(Labeled-object pointing entries)
+++

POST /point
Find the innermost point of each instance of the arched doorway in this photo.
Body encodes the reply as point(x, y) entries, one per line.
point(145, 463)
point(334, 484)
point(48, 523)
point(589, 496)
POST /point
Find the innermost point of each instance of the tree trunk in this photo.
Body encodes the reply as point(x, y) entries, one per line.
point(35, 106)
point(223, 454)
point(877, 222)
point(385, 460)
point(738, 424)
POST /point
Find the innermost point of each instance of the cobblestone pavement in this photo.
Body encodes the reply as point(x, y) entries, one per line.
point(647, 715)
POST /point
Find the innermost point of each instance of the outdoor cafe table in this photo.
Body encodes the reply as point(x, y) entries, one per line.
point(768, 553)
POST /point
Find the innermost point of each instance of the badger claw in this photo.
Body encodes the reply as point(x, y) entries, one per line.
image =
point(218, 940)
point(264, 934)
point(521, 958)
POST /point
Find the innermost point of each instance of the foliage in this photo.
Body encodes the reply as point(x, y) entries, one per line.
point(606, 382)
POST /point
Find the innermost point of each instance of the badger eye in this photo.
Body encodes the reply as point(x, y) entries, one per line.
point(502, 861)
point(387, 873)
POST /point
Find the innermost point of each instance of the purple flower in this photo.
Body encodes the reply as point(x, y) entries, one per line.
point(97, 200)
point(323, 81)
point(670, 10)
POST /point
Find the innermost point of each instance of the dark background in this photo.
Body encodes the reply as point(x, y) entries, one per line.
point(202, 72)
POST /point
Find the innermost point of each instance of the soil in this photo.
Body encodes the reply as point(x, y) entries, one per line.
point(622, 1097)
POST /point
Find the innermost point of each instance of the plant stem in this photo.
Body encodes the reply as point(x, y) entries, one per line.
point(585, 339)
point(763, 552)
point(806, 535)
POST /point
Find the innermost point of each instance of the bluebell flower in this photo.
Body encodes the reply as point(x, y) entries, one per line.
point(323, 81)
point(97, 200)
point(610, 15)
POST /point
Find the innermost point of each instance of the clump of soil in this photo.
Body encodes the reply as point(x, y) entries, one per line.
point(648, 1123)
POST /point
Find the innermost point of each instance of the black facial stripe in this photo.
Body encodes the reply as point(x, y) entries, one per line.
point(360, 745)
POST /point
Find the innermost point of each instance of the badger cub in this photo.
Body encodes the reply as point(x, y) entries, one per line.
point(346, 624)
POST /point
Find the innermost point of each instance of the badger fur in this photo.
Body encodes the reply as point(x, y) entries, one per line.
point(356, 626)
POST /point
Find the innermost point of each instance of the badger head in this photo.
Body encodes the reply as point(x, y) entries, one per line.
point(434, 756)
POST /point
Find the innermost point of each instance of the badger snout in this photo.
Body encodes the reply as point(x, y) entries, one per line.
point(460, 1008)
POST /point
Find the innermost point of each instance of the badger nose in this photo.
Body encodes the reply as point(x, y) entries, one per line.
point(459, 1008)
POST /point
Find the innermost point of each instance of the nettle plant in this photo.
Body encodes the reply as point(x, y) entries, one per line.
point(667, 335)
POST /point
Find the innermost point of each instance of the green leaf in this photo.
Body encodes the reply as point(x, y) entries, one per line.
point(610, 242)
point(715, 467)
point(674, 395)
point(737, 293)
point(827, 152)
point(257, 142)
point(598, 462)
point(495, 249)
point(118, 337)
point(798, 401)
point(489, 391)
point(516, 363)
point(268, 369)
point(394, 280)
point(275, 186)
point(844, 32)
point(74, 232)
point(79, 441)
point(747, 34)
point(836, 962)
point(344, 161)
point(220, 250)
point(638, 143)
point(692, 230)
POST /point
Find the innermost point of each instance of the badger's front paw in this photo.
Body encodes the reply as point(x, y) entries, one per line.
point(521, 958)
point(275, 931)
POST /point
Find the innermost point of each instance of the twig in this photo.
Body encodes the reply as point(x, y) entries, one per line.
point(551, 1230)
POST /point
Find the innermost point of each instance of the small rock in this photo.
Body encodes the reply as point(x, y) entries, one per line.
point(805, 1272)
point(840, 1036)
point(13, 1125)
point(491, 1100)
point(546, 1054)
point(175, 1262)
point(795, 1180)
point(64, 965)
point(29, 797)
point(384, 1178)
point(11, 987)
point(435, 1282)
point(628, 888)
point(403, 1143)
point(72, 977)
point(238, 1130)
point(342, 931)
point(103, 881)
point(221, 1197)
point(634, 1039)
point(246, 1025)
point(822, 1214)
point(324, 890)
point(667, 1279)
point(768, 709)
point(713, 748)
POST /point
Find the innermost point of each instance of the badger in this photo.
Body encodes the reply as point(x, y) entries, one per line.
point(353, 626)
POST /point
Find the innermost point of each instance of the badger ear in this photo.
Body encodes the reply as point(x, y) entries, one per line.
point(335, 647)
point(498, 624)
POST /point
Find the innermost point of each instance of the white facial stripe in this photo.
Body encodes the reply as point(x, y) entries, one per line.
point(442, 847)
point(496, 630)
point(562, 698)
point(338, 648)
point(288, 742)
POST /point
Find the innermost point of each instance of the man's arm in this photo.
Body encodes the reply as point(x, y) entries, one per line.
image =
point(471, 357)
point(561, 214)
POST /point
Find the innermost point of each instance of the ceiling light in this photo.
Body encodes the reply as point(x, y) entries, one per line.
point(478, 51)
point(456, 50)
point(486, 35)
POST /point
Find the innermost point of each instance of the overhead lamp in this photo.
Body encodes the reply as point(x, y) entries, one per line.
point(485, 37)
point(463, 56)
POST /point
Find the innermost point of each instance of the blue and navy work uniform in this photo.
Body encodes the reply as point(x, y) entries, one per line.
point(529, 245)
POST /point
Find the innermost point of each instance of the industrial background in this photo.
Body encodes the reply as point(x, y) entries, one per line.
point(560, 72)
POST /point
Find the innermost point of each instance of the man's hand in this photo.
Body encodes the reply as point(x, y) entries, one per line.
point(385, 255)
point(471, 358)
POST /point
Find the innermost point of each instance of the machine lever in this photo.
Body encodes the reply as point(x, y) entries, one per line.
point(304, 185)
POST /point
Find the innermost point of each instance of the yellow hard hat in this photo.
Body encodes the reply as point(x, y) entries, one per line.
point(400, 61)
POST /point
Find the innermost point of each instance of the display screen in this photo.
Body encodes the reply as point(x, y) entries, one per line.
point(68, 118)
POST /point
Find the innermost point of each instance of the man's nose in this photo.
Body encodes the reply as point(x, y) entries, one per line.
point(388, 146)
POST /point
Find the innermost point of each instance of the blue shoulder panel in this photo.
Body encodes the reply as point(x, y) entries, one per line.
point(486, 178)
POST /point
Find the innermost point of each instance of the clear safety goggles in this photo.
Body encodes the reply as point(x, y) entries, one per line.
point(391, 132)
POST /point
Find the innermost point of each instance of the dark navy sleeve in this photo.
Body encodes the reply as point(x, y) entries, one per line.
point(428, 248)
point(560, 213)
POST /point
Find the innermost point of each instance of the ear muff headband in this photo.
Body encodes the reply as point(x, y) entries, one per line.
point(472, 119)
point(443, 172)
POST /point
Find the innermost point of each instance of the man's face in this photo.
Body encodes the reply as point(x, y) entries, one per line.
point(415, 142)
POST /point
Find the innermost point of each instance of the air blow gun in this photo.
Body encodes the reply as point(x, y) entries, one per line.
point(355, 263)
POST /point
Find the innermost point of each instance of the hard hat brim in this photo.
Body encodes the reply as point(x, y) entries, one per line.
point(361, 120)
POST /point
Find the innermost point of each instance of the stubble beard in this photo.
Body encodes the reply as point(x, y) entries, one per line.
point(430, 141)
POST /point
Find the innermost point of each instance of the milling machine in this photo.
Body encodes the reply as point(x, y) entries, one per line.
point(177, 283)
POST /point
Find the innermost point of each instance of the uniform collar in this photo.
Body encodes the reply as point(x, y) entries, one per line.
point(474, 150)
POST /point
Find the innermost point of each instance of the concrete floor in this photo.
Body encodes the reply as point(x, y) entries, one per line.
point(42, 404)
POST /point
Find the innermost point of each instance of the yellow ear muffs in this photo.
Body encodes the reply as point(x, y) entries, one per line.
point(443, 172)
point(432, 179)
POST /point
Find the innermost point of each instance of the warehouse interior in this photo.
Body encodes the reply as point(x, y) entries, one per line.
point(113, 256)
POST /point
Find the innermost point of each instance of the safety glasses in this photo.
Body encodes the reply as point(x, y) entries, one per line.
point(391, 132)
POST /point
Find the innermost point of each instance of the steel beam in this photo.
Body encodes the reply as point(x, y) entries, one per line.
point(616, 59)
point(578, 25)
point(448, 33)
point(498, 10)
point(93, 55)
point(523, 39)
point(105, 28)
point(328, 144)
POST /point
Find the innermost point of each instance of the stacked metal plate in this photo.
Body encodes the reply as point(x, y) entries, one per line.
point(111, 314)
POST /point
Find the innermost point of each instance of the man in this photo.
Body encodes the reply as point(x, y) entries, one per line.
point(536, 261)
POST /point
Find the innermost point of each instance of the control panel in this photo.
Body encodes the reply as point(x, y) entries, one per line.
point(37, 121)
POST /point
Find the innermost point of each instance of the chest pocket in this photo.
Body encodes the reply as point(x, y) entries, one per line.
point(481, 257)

+++

** WHAT IS REQUIRED **
Rewrite the material from its start through the line containing "point(589, 496)", changing "arched doorway" to "stone archway" and leaving everything else as it is.

** ANSWER TO THIS PROBLEM **
POST /point
Find the innermost point of each instance of the stone archway in this photo.
Body encodes the reply as point(x, y) entries, one per line.
point(145, 463)
point(334, 484)
point(48, 523)
point(589, 496)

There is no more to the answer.